**Description of the task**:
Each record is to be reproduced verbatim.

**Records excerpted from a collection**:
---------------

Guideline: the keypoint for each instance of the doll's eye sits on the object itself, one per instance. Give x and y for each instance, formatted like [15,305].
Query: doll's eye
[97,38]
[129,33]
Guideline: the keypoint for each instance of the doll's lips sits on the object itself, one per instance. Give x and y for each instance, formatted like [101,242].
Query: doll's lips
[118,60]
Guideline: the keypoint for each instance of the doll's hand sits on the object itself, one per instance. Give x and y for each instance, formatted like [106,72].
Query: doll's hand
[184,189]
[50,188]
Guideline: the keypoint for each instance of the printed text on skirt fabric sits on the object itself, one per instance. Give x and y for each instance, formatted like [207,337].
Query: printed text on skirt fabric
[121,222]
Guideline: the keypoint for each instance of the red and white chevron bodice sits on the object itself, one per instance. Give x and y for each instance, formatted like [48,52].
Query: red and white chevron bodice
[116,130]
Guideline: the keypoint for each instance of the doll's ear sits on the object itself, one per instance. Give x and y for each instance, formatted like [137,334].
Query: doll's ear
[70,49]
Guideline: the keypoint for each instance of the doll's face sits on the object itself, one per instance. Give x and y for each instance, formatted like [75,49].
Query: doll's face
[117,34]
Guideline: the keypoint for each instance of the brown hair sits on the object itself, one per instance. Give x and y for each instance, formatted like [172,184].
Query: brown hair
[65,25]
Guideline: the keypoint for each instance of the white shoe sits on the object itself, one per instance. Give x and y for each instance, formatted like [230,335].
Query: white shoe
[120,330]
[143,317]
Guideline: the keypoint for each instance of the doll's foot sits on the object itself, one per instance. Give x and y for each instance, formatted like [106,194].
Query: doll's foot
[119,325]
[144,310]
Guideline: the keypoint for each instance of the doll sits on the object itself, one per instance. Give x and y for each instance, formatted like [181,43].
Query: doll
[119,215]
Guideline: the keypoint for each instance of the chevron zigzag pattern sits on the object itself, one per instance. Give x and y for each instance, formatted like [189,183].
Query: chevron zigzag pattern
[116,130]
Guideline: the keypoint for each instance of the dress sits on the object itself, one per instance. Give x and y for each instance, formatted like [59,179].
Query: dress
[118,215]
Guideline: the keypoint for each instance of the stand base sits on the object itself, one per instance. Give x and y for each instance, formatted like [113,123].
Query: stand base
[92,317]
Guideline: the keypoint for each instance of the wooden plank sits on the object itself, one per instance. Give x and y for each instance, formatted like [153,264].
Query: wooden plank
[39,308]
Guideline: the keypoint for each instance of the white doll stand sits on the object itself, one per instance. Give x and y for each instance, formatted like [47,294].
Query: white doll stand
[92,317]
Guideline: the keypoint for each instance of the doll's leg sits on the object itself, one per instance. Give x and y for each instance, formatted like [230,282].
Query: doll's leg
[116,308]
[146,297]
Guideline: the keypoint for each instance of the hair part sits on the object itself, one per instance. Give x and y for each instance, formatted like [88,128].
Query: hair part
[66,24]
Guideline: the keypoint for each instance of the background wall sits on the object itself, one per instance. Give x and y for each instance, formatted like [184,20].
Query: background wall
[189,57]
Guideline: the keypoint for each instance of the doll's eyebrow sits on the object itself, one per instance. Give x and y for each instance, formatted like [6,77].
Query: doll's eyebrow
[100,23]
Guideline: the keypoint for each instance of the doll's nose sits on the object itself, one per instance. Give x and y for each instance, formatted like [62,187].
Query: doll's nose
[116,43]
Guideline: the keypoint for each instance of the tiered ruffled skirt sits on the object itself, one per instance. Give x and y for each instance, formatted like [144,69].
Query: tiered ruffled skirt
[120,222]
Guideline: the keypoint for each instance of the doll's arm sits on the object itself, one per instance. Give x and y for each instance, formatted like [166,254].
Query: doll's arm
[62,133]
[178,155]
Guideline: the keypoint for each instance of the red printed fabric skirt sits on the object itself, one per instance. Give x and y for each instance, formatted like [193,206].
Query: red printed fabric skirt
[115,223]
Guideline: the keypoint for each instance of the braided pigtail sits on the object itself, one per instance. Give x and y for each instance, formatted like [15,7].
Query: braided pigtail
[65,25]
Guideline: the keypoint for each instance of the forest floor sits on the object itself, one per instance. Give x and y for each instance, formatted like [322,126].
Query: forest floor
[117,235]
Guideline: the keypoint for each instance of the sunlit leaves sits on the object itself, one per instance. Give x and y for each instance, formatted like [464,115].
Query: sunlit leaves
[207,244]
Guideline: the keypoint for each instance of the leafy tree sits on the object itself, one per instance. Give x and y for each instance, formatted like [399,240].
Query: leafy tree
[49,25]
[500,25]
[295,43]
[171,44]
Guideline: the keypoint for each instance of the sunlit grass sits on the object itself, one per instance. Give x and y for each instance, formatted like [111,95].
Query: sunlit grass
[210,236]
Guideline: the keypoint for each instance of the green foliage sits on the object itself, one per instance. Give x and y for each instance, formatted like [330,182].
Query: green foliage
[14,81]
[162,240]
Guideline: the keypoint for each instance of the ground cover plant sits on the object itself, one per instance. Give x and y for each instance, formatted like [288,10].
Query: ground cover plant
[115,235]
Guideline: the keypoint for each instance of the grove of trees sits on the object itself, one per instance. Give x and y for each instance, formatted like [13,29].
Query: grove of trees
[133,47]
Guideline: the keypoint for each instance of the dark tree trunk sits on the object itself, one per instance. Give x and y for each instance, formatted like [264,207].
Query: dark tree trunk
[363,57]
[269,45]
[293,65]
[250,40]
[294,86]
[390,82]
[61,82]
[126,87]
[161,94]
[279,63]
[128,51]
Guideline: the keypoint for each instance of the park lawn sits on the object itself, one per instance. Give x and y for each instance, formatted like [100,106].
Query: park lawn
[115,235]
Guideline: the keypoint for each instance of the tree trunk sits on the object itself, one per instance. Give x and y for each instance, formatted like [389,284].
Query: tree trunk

---------------

**Output for this exercise**:
Guideline: the keypoint for each instance of the doll's eye sits on the object itself, one per instance. Give x and y for each instance, formatted like [15,305].
Query: doll's eye
[97,38]
[129,33]
Guideline: the keypoint for each instance of the doll's lips sits on the object itself, one per instance. Give x and y for each instance, formatted like [101,242].
Query: doll's lips
[118,60]
Guideline: the keypoint for each instance of the doll's hand sits on the object itself, one per instance. Give x and y for each instance, formatted like [106,72].
Query: doll's hand
[184,189]
[50,188]
Guideline: the keypoint for each instance of the printed text on skirt fabric sits on the object itself, one per instance. Give x and y for each instance, formatted like [207,337].
Query: printed text on skirt fabric
[121,222]
Guideline: the keypoint for each instance of the red and white chevron bodice sits on the object itself, one per instance. Give x and y for each instance, formatted like [48,52].
Query: red and white chevron bodice
[116,130]
Guideline: the keypoint for each instance of the doll's ear sits on the object itself, one per instance. Give x and y for each instance, formatted like [137,334].
Query: doll's ear
[70,49]
Guideline: the keypoint for each instance of the doll's face sits on the object itself, one per instance. Give x and y for each instance, formatted like [75,49].
Query: doll's face
[117,34]
Guideline: the keypoint for each instance of the brown hair sits on the object itself, one per instance. Give x and y for each instance, formatted like [172,184].
Query: brown hair
[65,25]
Guideline: the keypoint for each instance of the white shoe sits on the object itself, one per instance. Give x and y for each instance, formatted like [230,335].
Query: white shoe
[120,330]
[143,317]
Guideline: the keypoint for each instance of the doll's foot sits on the object itself, one per instance. Give x and y for each instance, formatted like [106,194].
Query: doll's foot
[119,325]
[144,310]
Guideline: the keypoint for each instance of the doll sits on the object itself, one per instance. Give x and y for each instance, formatted like [181,43].
Query: doll
[119,215]
Guideline: the keypoint for each instance of the chevron zigzag pattern sits on the object itself, one per instance. Give x and y for each instance, formatted like [189,183].
Query: chevron zigzag pattern
[116,130]
Guideline: the keypoint for each instance of the dress sits on the object itself, one per instance. Give x and y for each instance, formatted like [59,179].
Query: dress
[118,215]
Guideline: the keypoint for each instance of the stand base sits on the object itself, one per instance. Give x and y for each instance, formatted like [113,123].
Query: stand base
[92,317]
Guideline: the keypoint for each instance of the wooden plank sits on the object itself, one per instance. Give x and y for each instance, formatted like [153,264].
Query: wooden plank
[39,308]
Guideline: the keypoint for each instance of the white doll stand sits on the object itself, one per instance. Give x and y for each instance, formatted like [47,294].
Query: white doll stand
[92,317]
Guideline: the keypoint for each instance of the doll's leg sits on the object itself, one per instance. Give x and y for each instance, formatted like [230,282].
Query: doll's leg
[116,308]
[146,297]
Guideline: the keypoint for each instance of the hair part sits on the object itself, one per instance. Give x and y for each instance, formatted like [88,128].
Query: hair part
[66,24]
Guideline: the keypoint for each instance of the background wall sits on the object itself, one per instance. Give x and y for each instance, formatted like [184,20].
Query: background wall
[189,57]
Guideline: the keypoint for each instance of the doll's eyebrow sits on the object itself, one per instance. Give x and y for each instance, formatted like [6,77].
Query: doll's eyebrow
[100,23]
Guideline: the keypoint for each instance of the doll's nose sits on the object itself, one per instance. Give x and y for each instance, formatted like [62,187].
Query: doll's nose
[116,43]
Guideline: the keypoint for each instance of the tiered ruffled skirt sits on the object itself, one per instance. Give x and y for each instance, formatted like [144,69].
Query: tiered ruffled skirt
[120,222]
Guideline: the keypoint for each instance of the doll's arm sits on the object itself, one per instance. Give x and y for each instance, formatted like [166,254].
Query: doll's arm
[62,133]
[178,155]
Guideline: the keypoint for each instance of the red printed fabric skirt sits on the object itself, one per instance. Give x and y for each instance, formatted like [193,206].
Query: red printed fabric skirt
[115,223]
Guideline: the keypoint for each instance of the braided pigtail sits on the object itself, one per instance. Give x and y for each instance, formatted like [15,7].
Query: braided pigtail
[65,25]
Guideline: the keypoint for each instance of the forest floor sits on the object itself, one per instance. Give x and y for each instance, formatted like [322,126].
Query: forest floor
[117,235]
Guideline: the keypoint for each instance of the sunlit leaves sits on the object itself, one per instance. Give x and y for each instance, formatted like [464,115].
Query: sunlit leaves
[207,244]
Guideline: the keypoint for each instance of the leafy tree sits on the object itself, one per instance. Give x and y for each instance, formatted like [399,240].
Query: leafy tree
[49,25]
[500,25]
[295,43]
[171,44]
Guideline: the keypoint for each instance of the sunlit grass sits on the object itself, one per instance. Give x and y for each instance, formatted like [111,95].
Query: sunlit grass
[210,236]
Guideline: the keypoint for each instance of the green foliage sits on the object itself, one per instance. Give x and y for each instance, formatted like [330,182].
Query: green foliage
[14,81]
[162,240]
Guideline: the keypoint for each instance of the ground cover plant sits on the object itself, one per instance. Give x and y for each instance, formatted like [288,10].
Query: ground cover plant
[115,235]
Guideline: the keypoint for each instance of the grove of trees sits on the object itself, one per instance. Give x and y for each instance, formatted like [13,29].
Query: grove of trees
[133,47]
Guideline: the keypoint for each instance of the dark tree trunk sits on the object itself, one per instance. Give x and y for each instance, formatted like [264,207].
Query: dark tree trunk
[363,57]
[269,45]
[293,65]
[250,40]
[294,86]
[390,82]
[61,82]
[126,87]
[161,94]
[279,63]
[128,51]
Guideline: the keypoint for each instance of the park lawn sits on the object itself, one per instance. Give x and y for each instance, formatted like [100,106].
Query: park lawn
[115,235]
Guideline: the keypoint for each instance of the tree trunk sits on the object itself, one per instance. Give x and y for each instance, formatted like [389,284].
Query: tree trunk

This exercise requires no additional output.